[Rows from a dataset]
-----
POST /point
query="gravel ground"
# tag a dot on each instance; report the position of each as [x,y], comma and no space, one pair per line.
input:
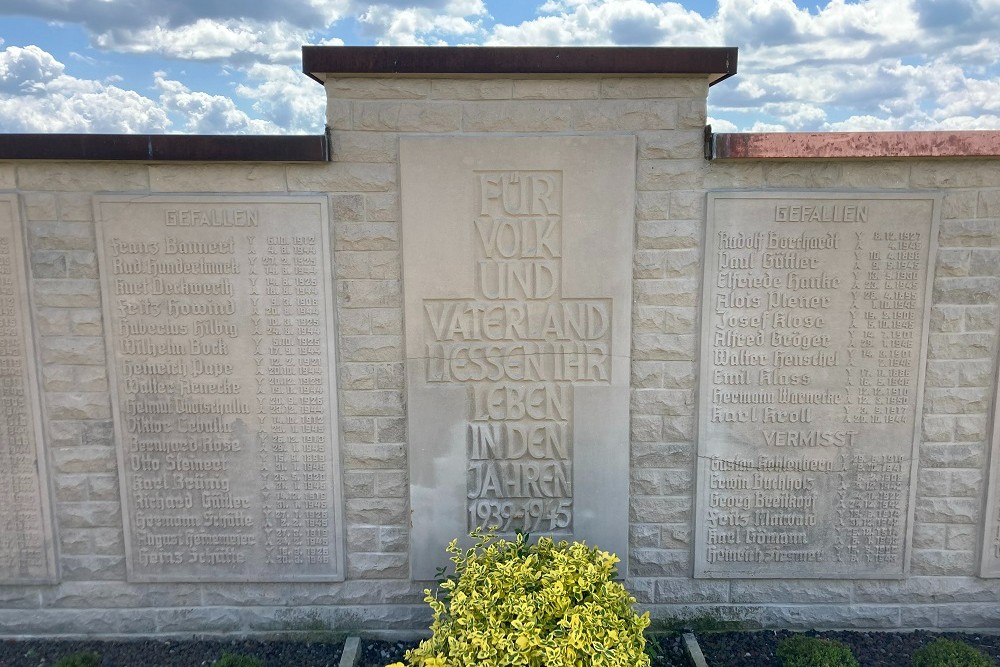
[872,649]
[156,653]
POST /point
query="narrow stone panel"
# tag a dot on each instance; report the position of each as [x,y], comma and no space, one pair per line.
[989,563]
[814,332]
[27,552]
[517,259]
[220,345]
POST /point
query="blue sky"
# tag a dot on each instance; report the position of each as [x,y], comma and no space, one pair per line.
[233,66]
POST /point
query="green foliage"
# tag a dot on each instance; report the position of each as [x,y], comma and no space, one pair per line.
[82,659]
[950,653]
[237,660]
[804,651]
[550,604]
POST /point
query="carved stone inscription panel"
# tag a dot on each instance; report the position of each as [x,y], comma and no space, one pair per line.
[220,331]
[514,347]
[814,329]
[26,543]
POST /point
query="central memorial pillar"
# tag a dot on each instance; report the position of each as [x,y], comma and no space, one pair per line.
[517,272]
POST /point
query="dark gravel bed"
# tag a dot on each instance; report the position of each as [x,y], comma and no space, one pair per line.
[872,649]
[160,653]
[669,651]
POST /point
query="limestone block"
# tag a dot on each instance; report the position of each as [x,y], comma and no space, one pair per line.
[804,174]
[84,460]
[671,174]
[952,262]
[387,321]
[372,348]
[379,511]
[952,455]
[75,207]
[356,376]
[981,318]
[682,590]
[956,401]
[391,429]
[954,174]
[642,87]
[72,350]
[985,262]
[347,146]
[524,116]
[667,235]
[970,428]
[644,535]
[672,144]
[646,428]
[659,563]
[472,89]
[368,293]
[879,174]
[664,347]
[947,510]
[929,535]
[362,538]
[382,207]
[556,89]
[652,205]
[378,89]
[625,115]
[39,206]
[942,563]
[659,509]
[960,346]
[256,178]
[988,204]
[47,264]
[83,177]
[347,208]
[407,116]
[793,591]
[928,590]
[368,456]
[367,236]
[342,177]
[67,293]
[982,233]
[79,405]
[358,430]
[667,292]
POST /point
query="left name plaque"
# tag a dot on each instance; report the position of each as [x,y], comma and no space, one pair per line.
[26,542]
[220,335]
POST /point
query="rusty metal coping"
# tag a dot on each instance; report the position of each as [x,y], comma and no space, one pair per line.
[857,145]
[322,62]
[164,147]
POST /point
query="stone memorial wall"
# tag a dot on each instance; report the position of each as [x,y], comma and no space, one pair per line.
[225,410]
[814,328]
[26,544]
[262,392]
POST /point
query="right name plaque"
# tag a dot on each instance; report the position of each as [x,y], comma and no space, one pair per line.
[814,330]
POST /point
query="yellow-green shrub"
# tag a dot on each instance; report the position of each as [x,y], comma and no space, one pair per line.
[550,604]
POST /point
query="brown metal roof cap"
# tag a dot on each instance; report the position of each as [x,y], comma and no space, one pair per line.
[320,61]
[164,147]
[825,145]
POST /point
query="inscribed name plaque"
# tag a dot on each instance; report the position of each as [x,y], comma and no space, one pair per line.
[814,329]
[26,542]
[989,557]
[219,315]
[517,258]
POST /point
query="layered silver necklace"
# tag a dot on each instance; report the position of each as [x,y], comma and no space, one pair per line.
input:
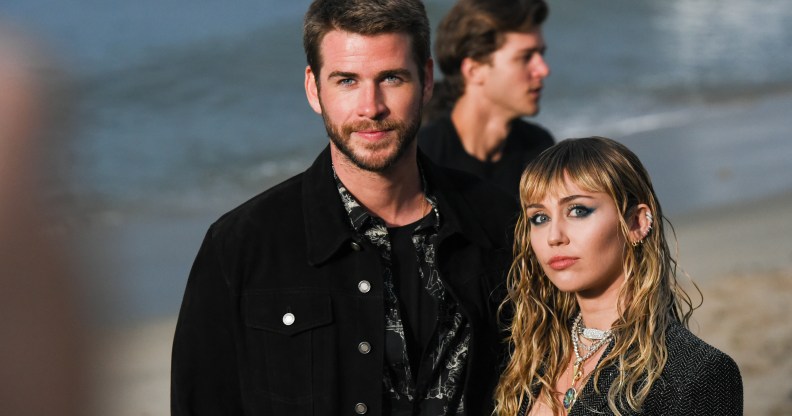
[599,337]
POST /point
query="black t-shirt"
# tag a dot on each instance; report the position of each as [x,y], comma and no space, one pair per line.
[418,308]
[440,141]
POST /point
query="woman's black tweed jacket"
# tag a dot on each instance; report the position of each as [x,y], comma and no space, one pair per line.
[697,380]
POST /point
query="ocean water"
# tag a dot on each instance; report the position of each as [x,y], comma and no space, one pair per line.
[190,107]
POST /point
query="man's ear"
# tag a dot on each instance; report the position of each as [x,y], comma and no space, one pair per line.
[312,90]
[640,222]
[472,71]
[428,80]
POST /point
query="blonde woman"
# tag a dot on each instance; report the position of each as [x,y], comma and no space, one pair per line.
[599,320]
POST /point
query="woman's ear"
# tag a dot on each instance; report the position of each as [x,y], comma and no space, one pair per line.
[640,223]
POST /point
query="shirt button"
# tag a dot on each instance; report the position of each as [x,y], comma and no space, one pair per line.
[364,347]
[364,286]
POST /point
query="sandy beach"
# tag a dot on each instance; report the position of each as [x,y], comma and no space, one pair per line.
[740,256]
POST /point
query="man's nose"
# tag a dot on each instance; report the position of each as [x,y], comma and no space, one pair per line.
[371,103]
-----
• [WORK TO BE COMPLETED]: Count how many lines in the records above contain the string "woman". Reply with the number alone.

• [SOLUTION TO THIS PROBLEM]: 3